> _GIVEN EXERCISE A_
Return a verbatim copy of the passage in the MSI-X mask support thread, starting at "On Friday 05" and ending at "it's already enabled?".

> _SELECTED PASSAGE_
- - -
Re: [PATCH 5/5] KVM: assigned dev: MSI-X mask support

Sheng Yang <sheng@xxxxxxxxxxxxxxx> · Fri, 5 Nov 2010 18:53:50 +0800

On Friday 05 November 2010 16:43:33 Michael S. Tsirkin wrote:
> On Fri, Nov 05, 2010 at 10:44:19AM +0800, Sheng Yang wrote:
> > > > +};
> > > > +
> > > > +This ioctl would enable in-kernel MSI-X emulation, which would
> > > > handle MSI-X +mask bit in the kernel.
> > > 
> > > What happens on repeated calls when it's already enabled?
> > > How does one disable after it's enabled?
> > 
> > Suppose this should only be called once. But again would update the MMIO
> > base.
> 
> So maybe add this all to documentation.
> 
> > It
> > would be disabled along with device deassignment.
> 
> So what are you going to do when guest enables and later disables MSIX?
> Disable assignment completely?

This device goes with PCI resources allocation, rather than IRQ assignment.
> 
> > We enable it explicitly because
> > not all devices have MSI-X capability.
> > 
> > > > +
> > > 
> > > This is very specialized for assigned devices.  I would like an
> > > interface not tied to assigned devices explicitly
> > > (even if the implementation at the moment only works
> > > for assigned devices, I can patch that in later). E.g. vhost-net would
> > > benefit from such an extension too.  Maybe tie this to a special
> > > GSI and this GSI can be an assigned device or not?
> > 
> > You're talking about KVM_ASSIGN_GET_MSIX_ENTRY?
> 
> Yes but also, and more importantly, about KVM_ASSIGN_REG_MSIX_MMIO
> and kvm_assigned_msix_mmio really.
> 
> > We can't tie it to GSI, because we
> > should also cover entries without GSI. The entry number should be fine
> > for all kinds of devices using MSI-X.
> 
> I don't completely understand: entries without GSI
> never need to inject an interrupt. Why do we care
> about them? Let's pass such accesses to userspace.
>
> In any case, I think MSIX GSIs are inexpensive (we never search them
> all), so we could create GSIs for all entries if we wanted to.

All mask bit accessing controlled by kernel, in order to keep consistent.
> 
> > I am not sure about what PV one would looks like.
> > I use kvm_assigned_msix_entry
> > just because it can be easily reused.
> 
> Not only PV, emulated devices too. OK let's try to figure out:
> 
> What happens with userspace is, we inject interrupts either through
> ioctls or eventfds. Avoiding an exit to userspace on MSIX
> access is beneficial in exactly the same way.
> 
> We could have an ioctl to pass in the table addresses, and mapping
> table to relevant GSIs. For example, add kvm_msix_mmio with table
> start/end, also specify which GSIs are covered.
- - -
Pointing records
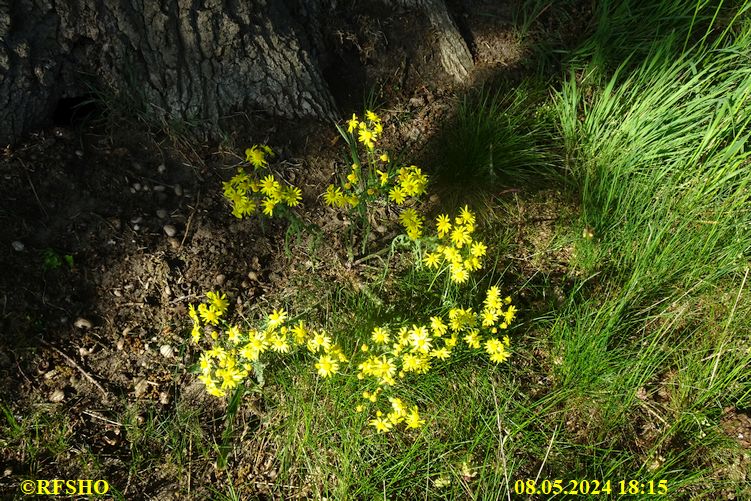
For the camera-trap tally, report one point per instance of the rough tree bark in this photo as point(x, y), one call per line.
point(186, 59)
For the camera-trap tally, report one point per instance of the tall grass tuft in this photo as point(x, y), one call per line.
point(496, 138)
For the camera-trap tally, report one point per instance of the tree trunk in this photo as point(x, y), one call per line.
point(184, 59)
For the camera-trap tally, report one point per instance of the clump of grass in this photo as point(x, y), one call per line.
point(497, 137)
point(626, 30)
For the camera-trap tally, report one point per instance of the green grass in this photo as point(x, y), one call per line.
point(497, 138)
point(628, 379)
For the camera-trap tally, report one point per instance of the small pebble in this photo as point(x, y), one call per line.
point(57, 395)
point(170, 230)
point(82, 323)
point(166, 351)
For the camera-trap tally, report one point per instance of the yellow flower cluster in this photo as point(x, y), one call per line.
point(247, 191)
point(230, 360)
point(367, 130)
point(460, 253)
point(393, 355)
point(378, 177)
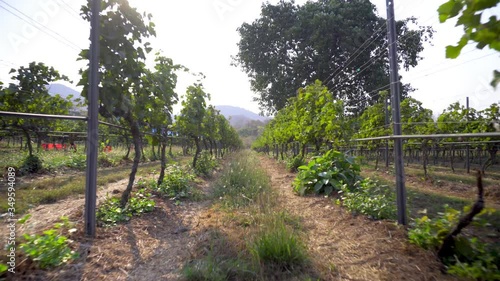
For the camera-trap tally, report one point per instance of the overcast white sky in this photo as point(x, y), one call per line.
point(201, 34)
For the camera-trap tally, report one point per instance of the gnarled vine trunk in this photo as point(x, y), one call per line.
point(136, 137)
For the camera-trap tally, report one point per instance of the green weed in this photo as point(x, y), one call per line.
point(49, 249)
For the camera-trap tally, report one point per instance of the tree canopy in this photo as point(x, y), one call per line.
point(484, 33)
point(341, 43)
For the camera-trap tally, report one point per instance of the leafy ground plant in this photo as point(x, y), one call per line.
point(49, 249)
point(326, 173)
point(293, 163)
point(205, 164)
point(370, 198)
point(110, 213)
point(241, 182)
point(176, 184)
point(279, 246)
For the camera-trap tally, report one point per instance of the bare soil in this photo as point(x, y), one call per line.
point(155, 246)
point(347, 247)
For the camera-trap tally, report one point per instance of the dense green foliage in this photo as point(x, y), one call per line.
point(369, 198)
point(110, 212)
point(326, 173)
point(205, 165)
point(31, 164)
point(473, 258)
point(29, 93)
point(177, 182)
point(292, 45)
point(470, 16)
point(49, 249)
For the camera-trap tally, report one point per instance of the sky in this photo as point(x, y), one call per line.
point(201, 35)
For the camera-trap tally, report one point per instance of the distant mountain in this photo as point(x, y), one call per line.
point(64, 91)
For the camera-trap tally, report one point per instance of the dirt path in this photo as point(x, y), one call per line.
point(153, 246)
point(345, 247)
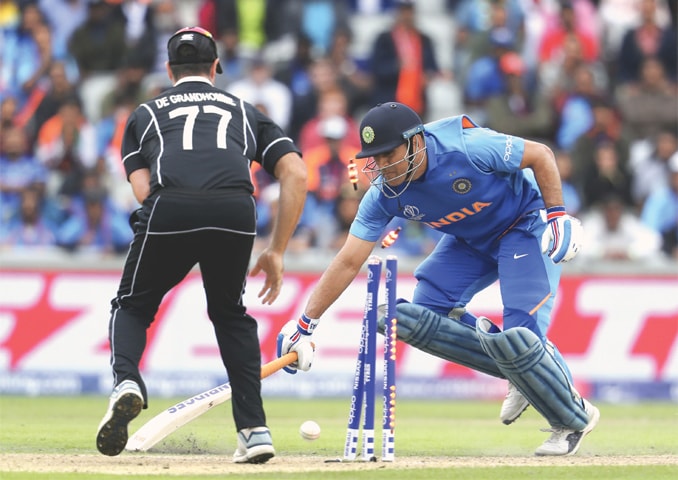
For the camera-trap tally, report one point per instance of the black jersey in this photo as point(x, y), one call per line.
point(197, 137)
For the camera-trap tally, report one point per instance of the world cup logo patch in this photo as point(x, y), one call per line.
point(368, 134)
point(462, 186)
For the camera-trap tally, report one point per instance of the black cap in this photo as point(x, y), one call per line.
point(386, 126)
point(204, 48)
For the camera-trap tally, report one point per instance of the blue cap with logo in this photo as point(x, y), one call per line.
point(386, 126)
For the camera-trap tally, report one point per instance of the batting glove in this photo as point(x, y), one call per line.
point(563, 237)
point(295, 336)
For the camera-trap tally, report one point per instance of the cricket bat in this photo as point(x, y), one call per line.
point(178, 415)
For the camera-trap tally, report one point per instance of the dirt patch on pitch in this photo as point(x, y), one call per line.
point(167, 465)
- - -
> _GIVEN EXERCISE B_
Rewrite the lines of the pointing listing as a numbered list with blank lines left out, starting at the line that contains "of the gnarled" and ending at the line that contains "point(136, 137)". Include only those lines.

> _RIGHT ANSWER A_
On Friday 05 November 2010 16:43:33 Michael S. Tsirkin wrote:
> On Fri, Nov 05, 2010 at 10:44:19AM +0800, Sheng Yang wrote:
> > > > +};
> > > > +
> > > > +This ioctl would enable in-kernel MSI-X emulation, which would
> > > > handle MSI-X +mask bit in the kernel.
> > > 
> > > What happens on repeated calls when it's already enabled?

> _RIGHT ANSWER B_
1. For the camera-trap tally, report one point per instance of the gnarled vine trunk in this photo as point(x, y), one call per line.
2. point(136, 137)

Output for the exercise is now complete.